Your answer should be an exact copy of the lines from the start of the entries to the line containing "Target: brown tile roof", both included.

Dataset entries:
*** Block opens ***

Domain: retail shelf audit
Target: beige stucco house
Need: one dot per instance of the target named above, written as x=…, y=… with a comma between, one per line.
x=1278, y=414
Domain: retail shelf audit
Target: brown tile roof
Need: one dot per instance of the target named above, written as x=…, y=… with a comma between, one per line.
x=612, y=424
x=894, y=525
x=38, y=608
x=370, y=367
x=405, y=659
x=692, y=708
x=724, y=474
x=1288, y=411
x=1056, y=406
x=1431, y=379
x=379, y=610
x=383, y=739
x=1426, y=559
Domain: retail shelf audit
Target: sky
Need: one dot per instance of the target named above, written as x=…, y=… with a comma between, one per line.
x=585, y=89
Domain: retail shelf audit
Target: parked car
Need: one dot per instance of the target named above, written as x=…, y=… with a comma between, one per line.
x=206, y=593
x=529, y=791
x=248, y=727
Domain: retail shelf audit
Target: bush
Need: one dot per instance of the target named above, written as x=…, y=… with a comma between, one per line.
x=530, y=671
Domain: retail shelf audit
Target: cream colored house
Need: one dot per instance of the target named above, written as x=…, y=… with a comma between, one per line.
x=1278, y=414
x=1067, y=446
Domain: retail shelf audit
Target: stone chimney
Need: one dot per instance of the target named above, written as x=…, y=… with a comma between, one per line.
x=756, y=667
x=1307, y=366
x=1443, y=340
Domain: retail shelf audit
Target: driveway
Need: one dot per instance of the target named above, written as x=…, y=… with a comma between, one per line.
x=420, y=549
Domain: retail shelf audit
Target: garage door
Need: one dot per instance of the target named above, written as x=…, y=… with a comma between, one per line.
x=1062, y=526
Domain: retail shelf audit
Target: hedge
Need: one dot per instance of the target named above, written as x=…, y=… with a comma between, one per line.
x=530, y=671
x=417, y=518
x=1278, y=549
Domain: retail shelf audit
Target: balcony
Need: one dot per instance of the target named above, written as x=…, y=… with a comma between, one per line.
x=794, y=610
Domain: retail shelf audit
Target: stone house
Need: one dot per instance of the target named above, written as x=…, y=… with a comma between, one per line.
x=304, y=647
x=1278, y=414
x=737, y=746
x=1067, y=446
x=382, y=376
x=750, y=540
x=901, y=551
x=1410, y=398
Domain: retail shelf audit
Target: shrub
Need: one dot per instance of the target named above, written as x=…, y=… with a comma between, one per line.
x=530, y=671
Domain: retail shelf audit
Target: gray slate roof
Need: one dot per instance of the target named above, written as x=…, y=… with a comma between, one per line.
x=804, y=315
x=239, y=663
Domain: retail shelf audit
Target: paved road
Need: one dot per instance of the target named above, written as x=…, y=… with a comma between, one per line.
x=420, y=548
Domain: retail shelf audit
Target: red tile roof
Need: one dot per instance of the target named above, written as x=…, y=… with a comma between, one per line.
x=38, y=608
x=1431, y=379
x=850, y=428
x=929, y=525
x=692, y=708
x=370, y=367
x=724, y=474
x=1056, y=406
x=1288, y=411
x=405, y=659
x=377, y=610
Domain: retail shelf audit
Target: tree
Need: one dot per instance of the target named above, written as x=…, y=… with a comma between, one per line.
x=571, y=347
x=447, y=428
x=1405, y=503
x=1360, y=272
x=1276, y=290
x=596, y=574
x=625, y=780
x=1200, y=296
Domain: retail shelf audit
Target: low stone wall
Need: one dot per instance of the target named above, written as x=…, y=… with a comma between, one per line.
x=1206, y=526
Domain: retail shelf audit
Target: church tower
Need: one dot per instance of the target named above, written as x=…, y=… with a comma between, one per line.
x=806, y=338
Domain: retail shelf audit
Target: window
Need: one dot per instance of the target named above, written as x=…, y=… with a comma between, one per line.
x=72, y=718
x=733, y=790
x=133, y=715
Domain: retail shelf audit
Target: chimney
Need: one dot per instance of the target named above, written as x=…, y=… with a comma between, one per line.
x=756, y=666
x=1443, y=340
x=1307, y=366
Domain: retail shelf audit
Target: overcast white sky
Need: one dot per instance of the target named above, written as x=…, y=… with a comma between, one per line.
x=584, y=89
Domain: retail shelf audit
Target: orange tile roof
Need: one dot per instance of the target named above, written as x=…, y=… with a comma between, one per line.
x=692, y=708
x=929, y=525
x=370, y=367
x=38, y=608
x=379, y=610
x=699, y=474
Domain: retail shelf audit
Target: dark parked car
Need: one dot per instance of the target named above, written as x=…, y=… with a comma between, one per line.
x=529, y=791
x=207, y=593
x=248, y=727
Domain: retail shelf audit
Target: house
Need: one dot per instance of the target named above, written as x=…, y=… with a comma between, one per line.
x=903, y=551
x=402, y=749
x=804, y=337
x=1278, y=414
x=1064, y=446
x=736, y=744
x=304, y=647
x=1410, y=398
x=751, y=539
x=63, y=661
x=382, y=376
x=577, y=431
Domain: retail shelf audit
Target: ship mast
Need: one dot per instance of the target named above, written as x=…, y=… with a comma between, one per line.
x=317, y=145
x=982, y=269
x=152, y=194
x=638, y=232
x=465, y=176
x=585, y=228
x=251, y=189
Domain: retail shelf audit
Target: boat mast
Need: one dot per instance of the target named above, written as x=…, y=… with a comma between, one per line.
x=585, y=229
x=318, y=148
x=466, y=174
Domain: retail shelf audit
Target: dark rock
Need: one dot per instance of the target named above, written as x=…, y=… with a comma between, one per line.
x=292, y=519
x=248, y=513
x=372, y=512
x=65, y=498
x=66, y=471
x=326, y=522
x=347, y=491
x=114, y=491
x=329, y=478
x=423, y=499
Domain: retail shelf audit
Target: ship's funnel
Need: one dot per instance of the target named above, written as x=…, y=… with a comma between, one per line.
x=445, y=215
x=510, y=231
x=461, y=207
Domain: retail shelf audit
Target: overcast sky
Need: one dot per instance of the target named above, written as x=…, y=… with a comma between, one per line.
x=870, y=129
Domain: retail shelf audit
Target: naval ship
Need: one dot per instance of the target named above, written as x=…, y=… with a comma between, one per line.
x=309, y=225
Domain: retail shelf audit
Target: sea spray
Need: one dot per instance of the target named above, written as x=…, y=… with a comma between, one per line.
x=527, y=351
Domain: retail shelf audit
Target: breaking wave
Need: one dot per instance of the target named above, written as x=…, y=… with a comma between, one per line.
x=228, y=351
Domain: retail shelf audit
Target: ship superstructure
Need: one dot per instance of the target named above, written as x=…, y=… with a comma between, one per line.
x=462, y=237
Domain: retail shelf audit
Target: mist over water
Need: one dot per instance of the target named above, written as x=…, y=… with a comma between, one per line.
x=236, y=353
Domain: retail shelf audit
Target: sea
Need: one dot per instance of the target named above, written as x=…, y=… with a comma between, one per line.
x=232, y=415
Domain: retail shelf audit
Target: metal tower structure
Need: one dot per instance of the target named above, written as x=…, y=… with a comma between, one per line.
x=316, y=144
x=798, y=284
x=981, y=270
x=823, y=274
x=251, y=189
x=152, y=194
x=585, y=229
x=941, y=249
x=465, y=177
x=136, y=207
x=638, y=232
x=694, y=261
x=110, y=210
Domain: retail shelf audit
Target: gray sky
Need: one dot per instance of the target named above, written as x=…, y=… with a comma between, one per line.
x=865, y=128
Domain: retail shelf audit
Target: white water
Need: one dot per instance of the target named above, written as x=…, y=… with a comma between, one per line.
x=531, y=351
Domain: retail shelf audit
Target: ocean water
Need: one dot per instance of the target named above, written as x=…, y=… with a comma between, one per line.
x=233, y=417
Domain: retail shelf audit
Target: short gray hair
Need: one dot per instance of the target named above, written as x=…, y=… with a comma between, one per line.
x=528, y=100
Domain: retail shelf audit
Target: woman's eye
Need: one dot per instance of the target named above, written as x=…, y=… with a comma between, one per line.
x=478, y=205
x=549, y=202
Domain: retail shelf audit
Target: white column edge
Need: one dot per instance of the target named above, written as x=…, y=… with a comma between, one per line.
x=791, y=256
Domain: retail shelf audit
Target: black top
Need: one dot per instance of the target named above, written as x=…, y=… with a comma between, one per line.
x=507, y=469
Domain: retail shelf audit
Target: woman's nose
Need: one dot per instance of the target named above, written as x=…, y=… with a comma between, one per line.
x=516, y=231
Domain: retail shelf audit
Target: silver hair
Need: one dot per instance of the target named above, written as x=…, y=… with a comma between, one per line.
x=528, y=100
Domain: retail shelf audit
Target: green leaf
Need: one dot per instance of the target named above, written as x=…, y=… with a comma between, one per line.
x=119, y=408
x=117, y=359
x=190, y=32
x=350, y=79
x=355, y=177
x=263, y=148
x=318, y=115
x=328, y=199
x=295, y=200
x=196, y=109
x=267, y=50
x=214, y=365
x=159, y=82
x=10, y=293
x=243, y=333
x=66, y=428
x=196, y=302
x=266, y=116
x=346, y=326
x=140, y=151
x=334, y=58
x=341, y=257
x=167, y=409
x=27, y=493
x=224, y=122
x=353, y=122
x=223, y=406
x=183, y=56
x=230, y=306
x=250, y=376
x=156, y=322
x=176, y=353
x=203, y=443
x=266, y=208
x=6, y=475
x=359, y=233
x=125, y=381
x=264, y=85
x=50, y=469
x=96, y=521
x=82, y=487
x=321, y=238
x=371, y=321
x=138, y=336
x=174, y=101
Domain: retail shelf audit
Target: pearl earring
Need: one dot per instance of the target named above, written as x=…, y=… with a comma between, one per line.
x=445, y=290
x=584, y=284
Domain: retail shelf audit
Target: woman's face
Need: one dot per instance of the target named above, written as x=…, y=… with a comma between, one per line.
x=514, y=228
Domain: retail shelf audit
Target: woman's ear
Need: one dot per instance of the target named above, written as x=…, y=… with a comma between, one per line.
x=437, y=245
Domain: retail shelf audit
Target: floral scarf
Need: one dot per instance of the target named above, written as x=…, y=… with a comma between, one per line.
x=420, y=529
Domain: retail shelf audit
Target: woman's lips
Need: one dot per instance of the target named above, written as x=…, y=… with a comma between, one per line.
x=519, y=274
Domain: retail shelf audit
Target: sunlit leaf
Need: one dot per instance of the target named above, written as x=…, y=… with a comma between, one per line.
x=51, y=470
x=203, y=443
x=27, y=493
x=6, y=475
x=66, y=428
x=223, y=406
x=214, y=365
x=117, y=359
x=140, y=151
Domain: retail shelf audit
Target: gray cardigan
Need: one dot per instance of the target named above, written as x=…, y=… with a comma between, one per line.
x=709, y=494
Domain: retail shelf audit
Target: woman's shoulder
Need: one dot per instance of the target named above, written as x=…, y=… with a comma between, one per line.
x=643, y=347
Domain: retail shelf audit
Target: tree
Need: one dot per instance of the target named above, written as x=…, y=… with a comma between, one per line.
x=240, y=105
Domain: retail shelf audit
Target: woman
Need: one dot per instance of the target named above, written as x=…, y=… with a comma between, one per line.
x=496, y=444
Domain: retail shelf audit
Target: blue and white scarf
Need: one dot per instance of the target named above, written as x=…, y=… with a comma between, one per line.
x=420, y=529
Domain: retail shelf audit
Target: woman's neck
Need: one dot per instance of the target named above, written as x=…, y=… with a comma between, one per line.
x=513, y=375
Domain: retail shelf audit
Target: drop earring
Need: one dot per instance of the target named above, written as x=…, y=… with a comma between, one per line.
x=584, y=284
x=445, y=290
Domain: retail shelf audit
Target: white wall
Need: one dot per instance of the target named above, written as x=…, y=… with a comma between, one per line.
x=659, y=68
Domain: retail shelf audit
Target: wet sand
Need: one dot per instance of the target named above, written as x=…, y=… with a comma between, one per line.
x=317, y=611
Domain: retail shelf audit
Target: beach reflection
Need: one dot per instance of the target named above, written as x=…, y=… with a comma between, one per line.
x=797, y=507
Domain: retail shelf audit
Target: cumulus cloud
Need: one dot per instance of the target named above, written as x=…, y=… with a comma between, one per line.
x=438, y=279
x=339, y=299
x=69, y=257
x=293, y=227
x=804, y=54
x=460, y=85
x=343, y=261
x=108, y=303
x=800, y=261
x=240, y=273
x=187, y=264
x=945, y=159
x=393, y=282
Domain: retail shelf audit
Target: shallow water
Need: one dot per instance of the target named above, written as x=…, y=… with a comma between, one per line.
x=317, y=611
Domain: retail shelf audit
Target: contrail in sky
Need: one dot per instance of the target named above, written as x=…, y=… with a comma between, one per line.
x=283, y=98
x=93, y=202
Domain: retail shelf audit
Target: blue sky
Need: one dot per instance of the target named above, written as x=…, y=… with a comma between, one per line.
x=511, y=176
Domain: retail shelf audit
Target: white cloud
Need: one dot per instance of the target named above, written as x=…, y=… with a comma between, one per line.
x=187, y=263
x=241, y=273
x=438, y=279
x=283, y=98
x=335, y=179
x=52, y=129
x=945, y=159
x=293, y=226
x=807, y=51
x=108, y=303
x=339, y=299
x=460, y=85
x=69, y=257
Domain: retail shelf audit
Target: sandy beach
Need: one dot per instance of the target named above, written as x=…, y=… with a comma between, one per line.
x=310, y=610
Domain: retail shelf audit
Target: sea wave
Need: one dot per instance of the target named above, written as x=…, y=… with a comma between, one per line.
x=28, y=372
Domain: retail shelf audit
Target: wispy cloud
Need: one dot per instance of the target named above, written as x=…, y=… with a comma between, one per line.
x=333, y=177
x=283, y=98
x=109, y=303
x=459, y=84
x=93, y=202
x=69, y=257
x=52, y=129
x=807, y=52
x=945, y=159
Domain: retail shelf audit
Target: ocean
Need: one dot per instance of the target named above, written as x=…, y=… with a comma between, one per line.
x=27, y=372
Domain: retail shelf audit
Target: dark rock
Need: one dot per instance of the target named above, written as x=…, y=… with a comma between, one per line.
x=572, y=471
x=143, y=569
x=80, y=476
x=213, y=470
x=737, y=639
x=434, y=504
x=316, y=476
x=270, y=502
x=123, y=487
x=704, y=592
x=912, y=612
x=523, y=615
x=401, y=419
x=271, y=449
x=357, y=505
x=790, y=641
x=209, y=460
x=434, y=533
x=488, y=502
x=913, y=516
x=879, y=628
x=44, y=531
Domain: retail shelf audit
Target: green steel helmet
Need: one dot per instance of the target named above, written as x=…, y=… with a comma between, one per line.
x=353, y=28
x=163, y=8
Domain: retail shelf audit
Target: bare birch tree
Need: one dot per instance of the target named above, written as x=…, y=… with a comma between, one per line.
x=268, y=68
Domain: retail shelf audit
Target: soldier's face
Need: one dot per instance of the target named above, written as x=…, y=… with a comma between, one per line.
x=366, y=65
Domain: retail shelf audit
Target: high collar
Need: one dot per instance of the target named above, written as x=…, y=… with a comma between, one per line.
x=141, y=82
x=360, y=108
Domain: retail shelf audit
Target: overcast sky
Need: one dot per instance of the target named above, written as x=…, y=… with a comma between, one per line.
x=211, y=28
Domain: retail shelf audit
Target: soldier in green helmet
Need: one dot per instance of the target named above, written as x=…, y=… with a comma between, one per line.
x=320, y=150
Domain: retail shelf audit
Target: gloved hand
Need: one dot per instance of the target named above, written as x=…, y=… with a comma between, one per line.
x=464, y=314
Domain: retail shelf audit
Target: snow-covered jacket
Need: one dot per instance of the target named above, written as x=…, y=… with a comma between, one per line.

*** Block closes ***

→ **EXERCISE RESPONSE**
Domain: retail shelf audit
Target: beige stucco house
Need: one dot per instance of the target named above, written as x=…, y=… with a comma between, one per line.
x=1278, y=414
Domain: retail shelf audit
Target: brown tile roof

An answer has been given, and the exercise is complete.